_Problem_
Copy every line of the following data that includes the string "door".

>>>

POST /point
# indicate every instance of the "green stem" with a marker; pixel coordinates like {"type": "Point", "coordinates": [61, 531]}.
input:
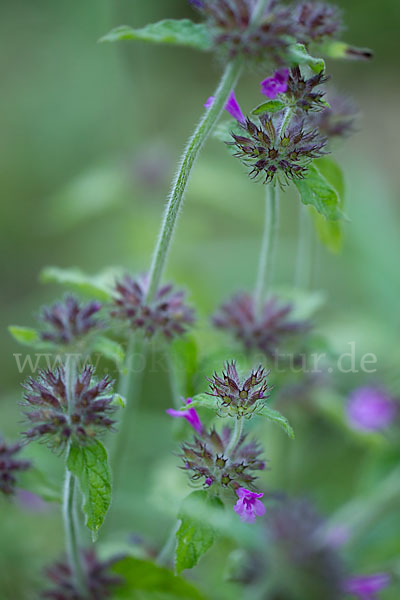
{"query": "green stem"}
{"type": "Point", "coordinates": [70, 521]}
{"type": "Point", "coordinates": [268, 246]}
{"type": "Point", "coordinates": [237, 433]}
{"type": "Point", "coordinates": [203, 130]}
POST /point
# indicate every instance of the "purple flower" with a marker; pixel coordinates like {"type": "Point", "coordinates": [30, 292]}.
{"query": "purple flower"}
{"type": "Point", "coordinates": [277, 84]}
{"type": "Point", "coordinates": [366, 587]}
{"type": "Point", "coordinates": [370, 409]}
{"type": "Point", "coordinates": [232, 107]}
{"type": "Point", "coordinates": [248, 507]}
{"type": "Point", "coordinates": [189, 414]}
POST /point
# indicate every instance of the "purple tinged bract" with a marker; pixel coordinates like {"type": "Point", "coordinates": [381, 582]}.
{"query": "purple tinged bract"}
{"type": "Point", "coordinates": [189, 414]}
{"type": "Point", "coordinates": [277, 84]}
{"type": "Point", "coordinates": [249, 507]}
{"type": "Point", "coordinates": [366, 587]}
{"type": "Point", "coordinates": [370, 409]}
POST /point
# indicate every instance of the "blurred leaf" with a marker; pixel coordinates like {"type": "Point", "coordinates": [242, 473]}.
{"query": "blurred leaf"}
{"type": "Point", "coordinates": [169, 31]}
{"type": "Point", "coordinates": [195, 534]}
{"type": "Point", "coordinates": [93, 286]}
{"type": "Point", "coordinates": [24, 335]}
{"type": "Point", "coordinates": [271, 106]}
{"type": "Point", "coordinates": [299, 56]}
{"type": "Point", "coordinates": [339, 49]}
{"type": "Point", "coordinates": [275, 417]}
{"type": "Point", "coordinates": [110, 349]}
{"type": "Point", "coordinates": [37, 482]}
{"type": "Point", "coordinates": [318, 192]}
{"type": "Point", "coordinates": [89, 464]}
{"type": "Point", "coordinates": [143, 580]}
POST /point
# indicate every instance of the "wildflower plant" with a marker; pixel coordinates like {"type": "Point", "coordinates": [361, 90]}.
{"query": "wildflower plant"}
{"type": "Point", "coordinates": [282, 142]}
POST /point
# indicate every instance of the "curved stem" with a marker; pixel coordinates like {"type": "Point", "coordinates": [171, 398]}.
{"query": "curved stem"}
{"type": "Point", "coordinates": [268, 246]}
{"type": "Point", "coordinates": [237, 433]}
{"type": "Point", "coordinates": [203, 130]}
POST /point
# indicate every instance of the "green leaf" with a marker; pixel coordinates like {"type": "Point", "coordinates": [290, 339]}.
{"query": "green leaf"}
{"type": "Point", "coordinates": [109, 349]}
{"type": "Point", "coordinates": [197, 531]}
{"type": "Point", "coordinates": [170, 31]}
{"type": "Point", "coordinates": [271, 106]}
{"type": "Point", "coordinates": [275, 417]}
{"type": "Point", "coordinates": [37, 482]}
{"type": "Point", "coordinates": [89, 464]}
{"type": "Point", "coordinates": [93, 286]}
{"type": "Point", "coordinates": [342, 50]}
{"type": "Point", "coordinates": [143, 580]}
{"type": "Point", "coordinates": [300, 56]}
{"type": "Point", "coordinates": [316, 191]}
{"type": "Point", "coordinates": [24, 335]}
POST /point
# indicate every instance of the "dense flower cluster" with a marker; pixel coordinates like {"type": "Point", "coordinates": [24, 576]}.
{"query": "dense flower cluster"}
{"type": "Point", "coordinates": [10, 465]}
{"type": "Point", "coordinates": [56, 418]}
{"type": "Point", "coordinates": [167, 313]}
{"type": "Point", "coordinates": [99, 581]}
{"type": "Point", "coordinates": [266, 331]}
{"type": "Point", "coordinates": [272, 155]}
{"type": "Point", "coordinates": [239, 397]}
{"type": "Point", "coordinates": [68, 321]}
{"type": "Point", "coordinates": [205, 459]}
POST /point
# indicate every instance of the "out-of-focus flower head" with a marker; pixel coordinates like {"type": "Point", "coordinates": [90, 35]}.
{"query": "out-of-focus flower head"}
{"type": "Point", "coordinates": [100, 582]}
{"type": "Point", "coordinates": [370, 409]}
{"type": "Point", "coordinates": [189, 414]}
{"type": "Point", "coordinates": [206, 461]}
{"type": "Point", "coordinates": [68, 321]}
{"type": "Point", "coordinates": [367, 587]}
{"type": "Point", "coordinates": [273, 156]}
{"type": "Point", "coordinates": [266, 331]}
{"type": "Point", "coordinates": [166, 314]}
{"type": "Point", "coordinates": [10, 466]}
{"type": "Point", "coordinates": [239, 397]}
{"type": "Point", "coordinates": [56, 419]}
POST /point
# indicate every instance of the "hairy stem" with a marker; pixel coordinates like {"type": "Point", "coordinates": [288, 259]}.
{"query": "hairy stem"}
{"type": "Point", "coordinates": [268, 246]}
{"type": "Point", "coordinates": [203, 130]}
{"type": "Point", "coordinates": [237, 433]}
{"type": "Point", "coordinates": [70, 521]}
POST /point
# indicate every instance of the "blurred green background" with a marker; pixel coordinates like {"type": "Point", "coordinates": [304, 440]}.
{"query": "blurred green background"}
{"type": "Point", "coordinates": [91, 136]}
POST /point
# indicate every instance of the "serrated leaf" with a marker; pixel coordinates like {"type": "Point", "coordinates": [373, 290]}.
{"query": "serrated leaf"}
{"type": "Point", "coordinates": [272, 106]}
{"type": "Point", "coordinates": [76, 279]}
{"type": "Point", "coordinates": [144, 580]}
{"type": "Point", "coordinates": [300, 56]}
{"type": "Point", "coordinates": [342, 50]}
{"type": "Point", "coordinates": [315, 190]}
{"type": "Point", "coordinates": [24, 335]}
{"type": "Point", "coordinates": [276, 417]}
{"type": "Point", "coordinates": [196, 533]}
{"type": "Point", "coordinates": [170, 31]}
{"type": "Point", "coordinates": [89, 464]}
{"type": "Point", "coordinates": [109, 349]}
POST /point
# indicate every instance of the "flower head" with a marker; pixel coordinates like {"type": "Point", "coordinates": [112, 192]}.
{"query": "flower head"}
{"type": "Point", "coordinates": [266, 331]}
{"type": "Point", "coordinates": [10, 466]}
{"type": "Point", "coordinates": [69, 320]}
{"type": "Point", "coordinates": [232, 107]}
{"type": "Point", "coordinates": [189, 414]}
{"type": "Point", "coordinates": [370, 409]}
{"type": "Point", "coordinates": [56, 419]}
{"type": "Point", "coordinates": [248, 507]}
{"type": "Point", "coordinates": [100, 582]}
{"type": "Point", "coordinates": [167, 313]}
{"type": "Point", "coordinates": [206, 460]}
{"type": "Point", "coordinates": [366, 587]}
{"type": "Point", "coordinates": [231, 26]}
{"type": "Point", "coordinates": [317, 21]}
{"type": "Point", "coordinates": [277, 84]}
{"type": "Point", "coordinates": [240, 397]}
{"type": "Point", "coordinates": [271, 155]}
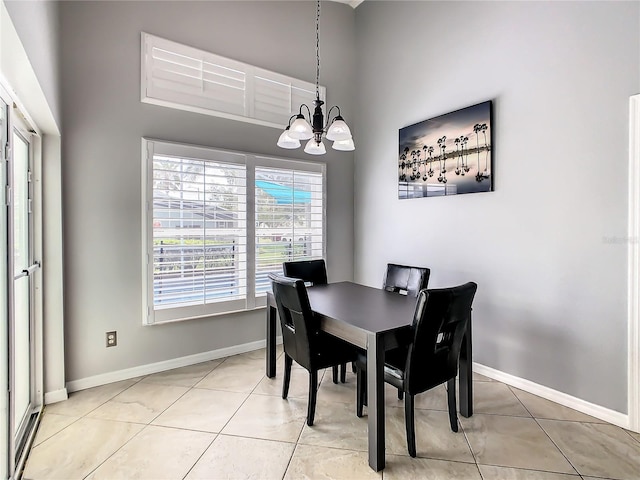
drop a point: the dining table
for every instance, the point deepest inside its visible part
(376, 321)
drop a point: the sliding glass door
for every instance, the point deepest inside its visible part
(20, 272)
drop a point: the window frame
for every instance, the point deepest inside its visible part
(252, 301)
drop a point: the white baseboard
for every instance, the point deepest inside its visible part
(116, 376)
(597, 411)
(55, 396)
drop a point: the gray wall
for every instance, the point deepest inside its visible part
(36, 22)
(103, 122)
(552, 297)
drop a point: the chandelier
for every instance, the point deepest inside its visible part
(312, 127)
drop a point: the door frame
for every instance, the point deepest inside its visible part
(633, 367)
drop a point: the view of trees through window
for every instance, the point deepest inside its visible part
(201, 230)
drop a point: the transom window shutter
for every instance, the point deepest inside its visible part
(182, 77)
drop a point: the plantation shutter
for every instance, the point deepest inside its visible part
(199, 224)
(186, 78)
(289, 219)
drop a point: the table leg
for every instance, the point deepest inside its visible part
(271, 341)
(375, 400)
(466, 374)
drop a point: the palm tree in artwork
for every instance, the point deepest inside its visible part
(404, 164)
(443, 165)
(477, 128)
(458, 155)
(484, 129)
(427, 150)
(465, 166)
(413, 164)
(430, 152)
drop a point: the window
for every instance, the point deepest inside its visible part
(186, 78)
(216, 223)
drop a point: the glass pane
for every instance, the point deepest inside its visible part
(21, 354)
(21, 299)
(20, 188)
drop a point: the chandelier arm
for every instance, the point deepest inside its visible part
(308, 111)
(329, 119)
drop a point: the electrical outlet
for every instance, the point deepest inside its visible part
(112, 339)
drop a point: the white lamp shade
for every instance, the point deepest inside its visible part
(313, 148)
(300, 129)
(285, 140)
(344, 145)
(338, 130)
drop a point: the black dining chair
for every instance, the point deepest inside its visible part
(405, 279)
(313, 272)
(431, 356)
(302, 338)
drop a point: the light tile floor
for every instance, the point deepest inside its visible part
(225, 420)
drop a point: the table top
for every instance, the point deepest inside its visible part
(370, 309)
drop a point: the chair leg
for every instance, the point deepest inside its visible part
(361, 388)
(451, 395)
(313, 393)
(409, 421)
(287, 375)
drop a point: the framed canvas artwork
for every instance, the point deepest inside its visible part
(447, 155)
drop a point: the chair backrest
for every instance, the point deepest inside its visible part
(309, 271)
(299, 325)
(439, 325)
(405, 279)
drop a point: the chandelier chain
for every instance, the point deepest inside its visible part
(318, 51)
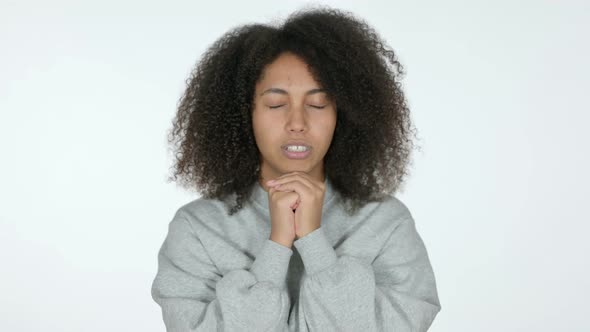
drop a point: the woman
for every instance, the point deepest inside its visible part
(296, 136)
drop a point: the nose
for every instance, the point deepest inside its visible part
(297, 120)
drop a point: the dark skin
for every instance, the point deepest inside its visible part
(291, 106)
(306, 203)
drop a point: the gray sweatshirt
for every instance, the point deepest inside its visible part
(368, 272)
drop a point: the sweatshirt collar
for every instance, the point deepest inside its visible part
(260, 196)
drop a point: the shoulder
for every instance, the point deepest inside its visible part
(389, 210)
(203, 210)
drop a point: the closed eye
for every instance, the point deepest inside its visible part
(314, 106)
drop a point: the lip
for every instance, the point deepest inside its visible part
(295, 142)
(296, 155)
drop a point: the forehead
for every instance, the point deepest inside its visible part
(287, 71)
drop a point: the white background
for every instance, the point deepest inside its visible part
(498, 93)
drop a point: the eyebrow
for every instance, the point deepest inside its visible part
(283, 92)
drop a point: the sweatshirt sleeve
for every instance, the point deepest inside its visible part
(194, 296)
(397, 292)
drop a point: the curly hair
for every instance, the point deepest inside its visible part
(212, 135)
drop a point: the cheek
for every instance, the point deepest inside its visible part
(264, 132)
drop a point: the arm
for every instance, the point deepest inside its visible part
(194, 297)
(397, 292)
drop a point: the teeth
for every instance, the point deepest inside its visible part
(297, 148)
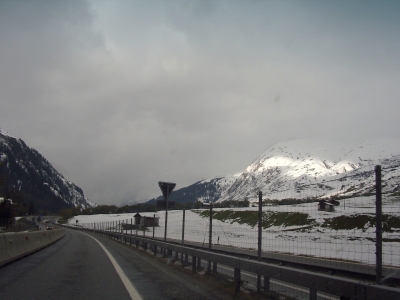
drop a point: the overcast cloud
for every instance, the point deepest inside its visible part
(119, 95)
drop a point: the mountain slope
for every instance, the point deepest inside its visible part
(326, 169)
(27, 175)
(306, 169)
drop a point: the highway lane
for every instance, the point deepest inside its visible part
(77, 267)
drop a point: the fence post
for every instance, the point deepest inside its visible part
(259, 237)
(378, 182)
(210, 238)
(183, 227)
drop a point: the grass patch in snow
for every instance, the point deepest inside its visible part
(269, 219)
(362, 222)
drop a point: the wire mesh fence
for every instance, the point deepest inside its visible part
(338, 230)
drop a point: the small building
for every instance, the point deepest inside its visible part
(145, 221)
(327, 205)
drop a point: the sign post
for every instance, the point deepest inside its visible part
(166, 189)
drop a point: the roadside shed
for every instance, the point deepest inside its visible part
(146, 221)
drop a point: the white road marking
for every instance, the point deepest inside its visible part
(128, 285)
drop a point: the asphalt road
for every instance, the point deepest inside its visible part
(77, 267)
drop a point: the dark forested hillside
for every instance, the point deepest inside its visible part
(28, 178)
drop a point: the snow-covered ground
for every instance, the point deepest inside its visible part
(351, 245)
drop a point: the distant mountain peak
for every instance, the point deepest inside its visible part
(310, 163)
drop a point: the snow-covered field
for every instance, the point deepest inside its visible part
(356, 244)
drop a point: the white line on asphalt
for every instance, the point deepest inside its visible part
(128, 285)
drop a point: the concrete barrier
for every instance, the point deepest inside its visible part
(16, 245)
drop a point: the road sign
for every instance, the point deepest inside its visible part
(166, 188)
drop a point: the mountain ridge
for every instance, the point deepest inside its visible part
(307, 168)
(28, 176)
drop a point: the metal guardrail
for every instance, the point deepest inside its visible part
(343, 287)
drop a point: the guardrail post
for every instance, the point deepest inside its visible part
(266, 283)
(199, 262)
(210, 238)
(154, 224)
(313, 294)
(194, 259)
(183, 227)
(259, 237)
(236, 279)
(378, 185)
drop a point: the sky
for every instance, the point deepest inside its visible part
(119, 95)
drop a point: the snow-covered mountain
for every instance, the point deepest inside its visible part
(27, 175)
(310, 168)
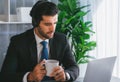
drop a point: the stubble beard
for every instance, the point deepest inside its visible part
(47, 35)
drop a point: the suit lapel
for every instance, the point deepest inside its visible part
(32, 47)
(52, 53)
(33, 51)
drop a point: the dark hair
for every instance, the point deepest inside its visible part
(42, 8)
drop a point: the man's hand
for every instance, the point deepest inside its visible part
(38, 73)
(58, 74)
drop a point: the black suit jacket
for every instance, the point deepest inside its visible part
(21, 56)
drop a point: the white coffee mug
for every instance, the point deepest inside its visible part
(50, 65)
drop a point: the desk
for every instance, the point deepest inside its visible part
(113, 79)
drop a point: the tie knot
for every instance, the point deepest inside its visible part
(44, 43)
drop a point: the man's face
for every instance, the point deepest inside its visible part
(47, 26)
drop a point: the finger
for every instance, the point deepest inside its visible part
(56, 71)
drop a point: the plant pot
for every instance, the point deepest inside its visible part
(82, 68)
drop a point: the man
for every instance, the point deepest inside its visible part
(22, 62)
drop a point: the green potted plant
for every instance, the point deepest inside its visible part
(71, 22)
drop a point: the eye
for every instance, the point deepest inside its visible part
(47, 24)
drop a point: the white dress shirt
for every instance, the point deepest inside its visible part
(39, 49)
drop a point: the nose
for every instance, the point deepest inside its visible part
(52, 27)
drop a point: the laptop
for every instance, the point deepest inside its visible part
(99, 70)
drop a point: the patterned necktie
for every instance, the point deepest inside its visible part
(44, 54)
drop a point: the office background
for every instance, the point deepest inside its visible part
(105, 15)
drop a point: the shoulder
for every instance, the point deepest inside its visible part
(23, 36)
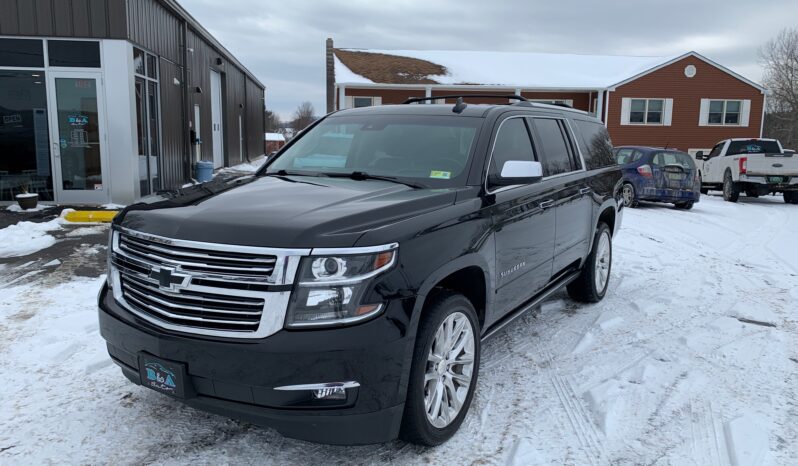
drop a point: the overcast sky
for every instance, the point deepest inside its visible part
(282, 42)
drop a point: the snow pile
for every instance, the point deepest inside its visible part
(243, 168)
(39, 207)
(25, 238)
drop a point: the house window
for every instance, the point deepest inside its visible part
(724, 112)
(363, 102)
(646, 111)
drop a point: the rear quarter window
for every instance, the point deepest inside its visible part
(598, 146)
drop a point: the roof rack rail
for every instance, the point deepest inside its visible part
(414, 100)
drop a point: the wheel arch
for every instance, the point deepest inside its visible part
(467, 275)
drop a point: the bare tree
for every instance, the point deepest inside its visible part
(303, 116)
(272, 121)
(779, 57)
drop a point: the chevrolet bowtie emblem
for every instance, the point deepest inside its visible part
(168, 279)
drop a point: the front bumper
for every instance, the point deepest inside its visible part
(236, 378)
(657, 194)
(789, 183)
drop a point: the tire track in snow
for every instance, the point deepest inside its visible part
(706, 444)
(582, 424)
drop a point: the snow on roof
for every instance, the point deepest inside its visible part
(513, 69)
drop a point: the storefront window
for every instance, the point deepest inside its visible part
(74, 53)
(24, 137)
(21, 53)
(148, 120)
(79, 133)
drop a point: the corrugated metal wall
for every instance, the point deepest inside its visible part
(172, 125)
(235, 107)
(153, 27)
(64, 18)
(156, 28)
(239, 93)
(255, 109)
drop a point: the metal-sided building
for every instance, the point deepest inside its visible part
(110, 100)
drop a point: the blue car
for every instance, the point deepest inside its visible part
(658, 175)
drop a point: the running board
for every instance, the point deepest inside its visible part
(518, 312)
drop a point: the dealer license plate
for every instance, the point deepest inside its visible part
(163, 376)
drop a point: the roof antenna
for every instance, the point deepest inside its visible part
(459, 106)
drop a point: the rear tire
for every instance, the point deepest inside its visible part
(731, 190)
(416, 424)
(592, 283)
(629, 195)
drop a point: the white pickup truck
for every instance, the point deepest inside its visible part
(755, 167)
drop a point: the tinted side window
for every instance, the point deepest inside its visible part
(553, 145)
(672, 158)
(716, 150)
(623, 156)
(598, 151)
(512, 143)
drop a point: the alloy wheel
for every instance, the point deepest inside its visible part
(603, 259)
(450, 366)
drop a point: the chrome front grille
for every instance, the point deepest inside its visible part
(257, 267)
(203, 288)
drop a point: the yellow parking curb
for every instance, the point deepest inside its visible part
(91, 216)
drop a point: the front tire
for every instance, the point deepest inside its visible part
(731, 190)
(444, 371)
(591, 284)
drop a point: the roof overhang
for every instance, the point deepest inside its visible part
(475, 87)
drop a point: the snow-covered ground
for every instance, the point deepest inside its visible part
(691, 359)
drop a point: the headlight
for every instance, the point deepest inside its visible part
(332, 287)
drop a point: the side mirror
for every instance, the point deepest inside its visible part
(518, 172)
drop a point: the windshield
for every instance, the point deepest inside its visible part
(753, 146)
(432, 150)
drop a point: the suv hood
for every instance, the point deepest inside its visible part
(288, 212)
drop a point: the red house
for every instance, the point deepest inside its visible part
(686, 101)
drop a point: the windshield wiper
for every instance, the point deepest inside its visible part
(366, 176)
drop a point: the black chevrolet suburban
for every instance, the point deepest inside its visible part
(341, 293)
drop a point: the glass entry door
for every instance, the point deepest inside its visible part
(78, 137)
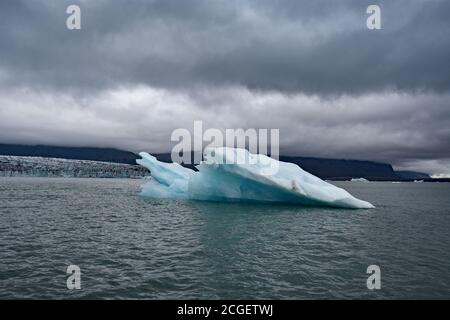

<<<

_Solution to this task_
drop a point: the sliding glass door
drop a point: the door frame
drop a point: the glass entry door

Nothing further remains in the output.